• Task requirements:
Give all of the listing again word for word, with images excluded.

Start of Block

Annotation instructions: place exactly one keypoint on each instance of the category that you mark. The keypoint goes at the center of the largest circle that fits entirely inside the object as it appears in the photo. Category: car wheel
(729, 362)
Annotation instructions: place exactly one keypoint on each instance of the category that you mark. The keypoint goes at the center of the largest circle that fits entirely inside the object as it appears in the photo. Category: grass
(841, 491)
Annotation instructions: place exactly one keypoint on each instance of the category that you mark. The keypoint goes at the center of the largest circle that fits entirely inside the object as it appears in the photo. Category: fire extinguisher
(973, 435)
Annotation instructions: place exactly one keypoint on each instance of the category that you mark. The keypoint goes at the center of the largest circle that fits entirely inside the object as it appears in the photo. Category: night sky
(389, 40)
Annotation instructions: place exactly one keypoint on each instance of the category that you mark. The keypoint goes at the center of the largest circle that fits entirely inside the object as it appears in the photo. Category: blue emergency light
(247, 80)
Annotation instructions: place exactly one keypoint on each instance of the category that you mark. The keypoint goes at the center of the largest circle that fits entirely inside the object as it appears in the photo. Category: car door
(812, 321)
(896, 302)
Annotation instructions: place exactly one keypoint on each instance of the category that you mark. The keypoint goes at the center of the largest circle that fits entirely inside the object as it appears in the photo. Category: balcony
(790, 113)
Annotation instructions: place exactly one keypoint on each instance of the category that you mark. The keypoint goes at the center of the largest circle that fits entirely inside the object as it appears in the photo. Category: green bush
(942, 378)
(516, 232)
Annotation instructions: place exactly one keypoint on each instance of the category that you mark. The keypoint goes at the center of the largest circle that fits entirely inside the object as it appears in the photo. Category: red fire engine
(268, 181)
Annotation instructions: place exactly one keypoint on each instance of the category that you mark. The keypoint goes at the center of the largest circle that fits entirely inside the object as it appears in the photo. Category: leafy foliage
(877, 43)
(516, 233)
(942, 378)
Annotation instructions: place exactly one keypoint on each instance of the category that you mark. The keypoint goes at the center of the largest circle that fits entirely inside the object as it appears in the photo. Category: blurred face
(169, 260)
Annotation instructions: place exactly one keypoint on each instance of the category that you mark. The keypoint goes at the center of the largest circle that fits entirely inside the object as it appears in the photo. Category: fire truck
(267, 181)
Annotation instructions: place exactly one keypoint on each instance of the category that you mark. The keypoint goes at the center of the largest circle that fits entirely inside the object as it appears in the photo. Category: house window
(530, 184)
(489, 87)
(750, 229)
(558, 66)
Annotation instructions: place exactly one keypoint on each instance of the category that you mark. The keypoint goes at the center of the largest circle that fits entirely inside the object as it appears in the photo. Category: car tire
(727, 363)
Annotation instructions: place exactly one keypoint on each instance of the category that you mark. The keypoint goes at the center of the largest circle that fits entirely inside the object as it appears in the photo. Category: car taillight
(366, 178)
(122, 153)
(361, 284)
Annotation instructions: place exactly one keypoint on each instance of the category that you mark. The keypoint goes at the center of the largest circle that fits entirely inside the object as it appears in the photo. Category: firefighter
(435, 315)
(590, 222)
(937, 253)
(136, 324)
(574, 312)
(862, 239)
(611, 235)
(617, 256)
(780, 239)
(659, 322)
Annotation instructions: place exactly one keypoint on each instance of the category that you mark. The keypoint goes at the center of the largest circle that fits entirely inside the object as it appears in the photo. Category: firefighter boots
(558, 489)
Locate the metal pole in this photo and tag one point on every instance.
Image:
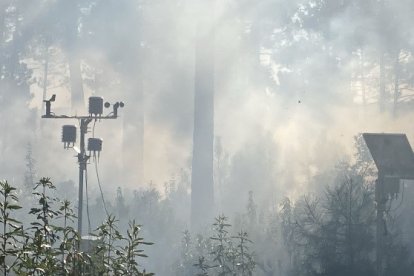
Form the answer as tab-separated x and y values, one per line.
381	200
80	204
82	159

End of Block

• Solution:
Annotation instructions: place exactly one keypoint on each instance of the category that you mark. The keypoint goes at the center of the largest circle that fits entirely inside the object as it appears in the photo. Category: car wheel
(729, 362)
Annotation instructions: place exactly one keypoint on each instance of the category that you mark. The keypoint goes at the center of the largest circle that fits entirely inside the object as it appears in the photo. Category: grass
(841, 491)
Annotation instructions: place exactly one keypoint on each instance of the category that you mark. The keypoint goes at the center of the largest circle that fits entirely inside the object as it appears in the photo. Category: fire extinguisher
(973, 435)
Annotation instructions: place exactly one keypoint on each instance of the category that you mark. The keypoint goes at the center of the largest circle that fits entirely inside the object as it appears in the photo. Category: night sky
(389, 40)
Annotation instructions: place exactly one keypoint on each instance of the category that you mark. The keypoint goes at the center of the largest circle that fits entirely inside the object as it appears in the photo. Category: blue emergency light
(247, 80)
Annotation instructions: place exactly one keypoint on each instance of the category that you mark. The keypoint goes at the center of the largest circle that fits entirely inside the object as it appears in the photo. Category: car door
(812, 321)
(896, 302)
Annotation instructions: place exactly one keypoint on each instance of the category that you mark. The keypoint goes at the center of the largest circle that fits entirely inside the object as it appears in the photo. Category: balcony
(790, 113)
Annotation instructions: place exactly one keypoint on each instance of the category that you mark. The keypoint goes at the center of the largest circle that fits entirely inside the object as it appears in the photo. Category: green bush
(942, 378)
(516, 232)
Annotation instructions: place exactly one keypoint on each instance of the category that you mark. The keypoint goes at the center of the largest circle that fits entirely inside the object as it appears in the photo. Category: red fire engine
(268, 181)
Annotation instructions: place exactly one keypoint on each instance of the category that you mark. The keypoint goes at the center of the largest circle that fits entirely inside the object as it appears in the photo. Category: leafy foliage
(877, 43)
(516, 233)
(942, 378)
Annotation instructions: place exactly one keypoint on each instance of the category that you mark. The keypoint goes at the center of the largest circle that fits entirely inside the object as it appears in the photo. Category: blurred face
(169, 260)
Annotation instructions: place exactly one keypoint on each instance of the category that you mark. The keypoint goes at the center of the largest circle that fits entirely inside the object as it appears in the photo. Category: fire truck
(267, 181)
Annotation instructions: place exactly one keypoint on each instance of the category that you mark. The keypoint goes at the center of the largest circle that fits entirely inside the object as it appears in the photo. Category: house window
(530, 184)
(489, 87)
(750, 229)
(558, 66)
Annotation instructions: place exactly one keypoint on each instance of the category that you mark. The keypoint goes at the center of the largest circle that fits entirely inside the object as it appears in the photo. Category: car tire
(727, 363)
Annotation instructions: place exactly one keypoint on each instance of the category that you mark. The keypoint goes at the center of the largest circle that fits entirely inside the object as it appears in the photo. Category: car taillight
(366, 178)
(122, 153)
(361, 284)
Annotation instructions: place exactly one keypoint on each instance of the category that you mark. The keypoint goes at the center of the largest circle that fits entirely inside the object as it appears in the photo. Category: firefighter
(435, 315)
(590, 222)
(937, 253)
(136, 324)
(574, 312)
(862, 239)
(611, 235)
(617, 256)
(780, 239)
(659, 322)
Annotation instructions: place exactly one keypoint on each instance of the category that you mark. The keypoint goes at the center of the largest circle that fits entirely inside the object as it appears in the photo. Category: firefighter boots
(558, 489)
Locate the metal pole in this photo and tag one point on every instance.
Image:
Form the answer as tab-separated x and y values, one per line.
381	200
80	204
82	159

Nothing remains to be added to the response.